Tabellen en grafieken

Wanneer je onderzoek doet maak je vaak gebruik van tabellen en grafieken om je meetgegevens op een overzichtelijke manier te verwerken. Hier vind je aanwijzingen voor het maken van een goede tabel en grafiek.

Tabel

Bij een goede tabel:

  • staat in de 'kop van de tabel' (de bovenste regel) de grootheid en de eenheid. De eenheid staat dan tussen haakjes. Bijvoorbeeld: m (kg) of massa (kg).
  • staan de gegevens of meetwaarden netjes in de tabel, zonder de eenheid erbij.
  • staan er lijnen om de kolommen en regels van de tabel duidelijk te kunnen zien.

Grafiek

Dit zijn de stapjes voor het maken van een goede grafiek:

  • Teken op ruitjespapier (met potlood) een assenstelsel. Gebruik daarvoor de volledige breedte van de pagina, en
    minimaal een halve pagina hoog.
  • Zet bij elke as de grootheid en de eenheid, net als in de kop van de tabel.
    Bijvoorbeeld: m (kg) of massa (kg).

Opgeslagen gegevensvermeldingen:
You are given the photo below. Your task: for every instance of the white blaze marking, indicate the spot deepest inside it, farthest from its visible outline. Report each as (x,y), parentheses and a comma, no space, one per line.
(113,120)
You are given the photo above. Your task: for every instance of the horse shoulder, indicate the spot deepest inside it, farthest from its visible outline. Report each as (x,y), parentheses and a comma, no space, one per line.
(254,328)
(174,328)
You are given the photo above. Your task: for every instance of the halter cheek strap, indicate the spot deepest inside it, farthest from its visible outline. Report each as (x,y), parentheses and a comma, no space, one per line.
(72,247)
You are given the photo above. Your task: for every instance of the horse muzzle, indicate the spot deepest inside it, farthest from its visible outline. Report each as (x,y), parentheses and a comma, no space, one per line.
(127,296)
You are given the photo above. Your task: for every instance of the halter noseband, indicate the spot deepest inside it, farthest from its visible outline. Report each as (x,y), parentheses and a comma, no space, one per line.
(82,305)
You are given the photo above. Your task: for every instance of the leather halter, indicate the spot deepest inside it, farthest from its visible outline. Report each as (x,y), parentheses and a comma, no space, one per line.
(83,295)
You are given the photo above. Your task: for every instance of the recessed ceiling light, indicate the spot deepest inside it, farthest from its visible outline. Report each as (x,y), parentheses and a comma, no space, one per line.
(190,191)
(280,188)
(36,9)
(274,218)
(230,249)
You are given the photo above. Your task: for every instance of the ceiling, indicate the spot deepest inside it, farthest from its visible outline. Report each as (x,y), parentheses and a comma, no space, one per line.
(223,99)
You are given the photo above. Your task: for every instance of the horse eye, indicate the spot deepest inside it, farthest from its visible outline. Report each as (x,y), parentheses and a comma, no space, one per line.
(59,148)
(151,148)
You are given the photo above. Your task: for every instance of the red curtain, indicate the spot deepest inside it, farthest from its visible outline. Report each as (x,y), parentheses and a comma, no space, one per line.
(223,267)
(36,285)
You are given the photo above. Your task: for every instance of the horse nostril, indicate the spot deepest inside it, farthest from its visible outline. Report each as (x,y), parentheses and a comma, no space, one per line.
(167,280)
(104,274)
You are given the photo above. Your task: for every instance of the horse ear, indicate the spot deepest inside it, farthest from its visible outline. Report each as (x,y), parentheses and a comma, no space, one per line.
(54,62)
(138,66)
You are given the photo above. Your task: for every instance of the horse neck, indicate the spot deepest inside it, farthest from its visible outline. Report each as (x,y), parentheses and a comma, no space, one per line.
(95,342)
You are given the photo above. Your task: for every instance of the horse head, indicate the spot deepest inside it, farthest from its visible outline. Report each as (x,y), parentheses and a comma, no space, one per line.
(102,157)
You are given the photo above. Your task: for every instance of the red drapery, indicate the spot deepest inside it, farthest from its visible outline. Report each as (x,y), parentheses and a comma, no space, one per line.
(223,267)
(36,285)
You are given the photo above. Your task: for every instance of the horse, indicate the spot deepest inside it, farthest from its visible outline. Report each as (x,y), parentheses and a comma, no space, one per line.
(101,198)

- [Eisen opdracht]:
• a. Som alle kenmerken op die de tekst over tabellen en grafieken noemt voor een goede tabel.
• b. Pak de tekst over tabellen en grafieken op na de laatste zin en schrijf de volgende stappen voor het maken van een goede grafiek.
De lijst is afzonderlijk materiaal en hoort niet bij de tekst over tabellen en grafieken.

- [Antwoorden per opdracht]:
• a.
- In de kop van de tabel (de bovenste regel) staan de grootheid en de eenheid, met de eenheid tussen haakjes, bijvoorbeeld m (kg) of massa (kg).
- De gegevens of meetwaarden staan netjes in de tabel, zonder de eenheid erbij.
- Er staan lijnen om de kolommen en regels van de tabel duidelijk te kunnen zien.

• b.
  • Zet bij elke as een geschikte schaalverdeling. Zorg ervoor dat:
    - al je metingen in de grafiek passen.
    - elk stapje (of hokje) op je as een rond getal is, bijvoorbeeld 0,1, 0,2, 0,5, 1, 2, 5, 10, 20, 50, enzovoorts.
  • Teken (met potlood) de meetpunten zo nauwkeurig mogelijk in de grafiek, als een kruisje (x).
  • Liggen de punten ongeveer op een rechte lijn? Teken dan (met potlood) met een liniaal een
    rechte lijn tussen de meetpunten door die zo goed mogelijk bij je metingen past.
    (Je mag dus NIET de punten één voor één met elkaar verbinden!)
  • Liggen de punten duidelijk niet op een rechte lijn? Teken dan (met potlood) een vloeiende
    kromme tussen de meetpunten door die zo goed mogelijk bij je metingen past.
    (Je mag dus NIET de punten één voor één met elkaar verbinden!)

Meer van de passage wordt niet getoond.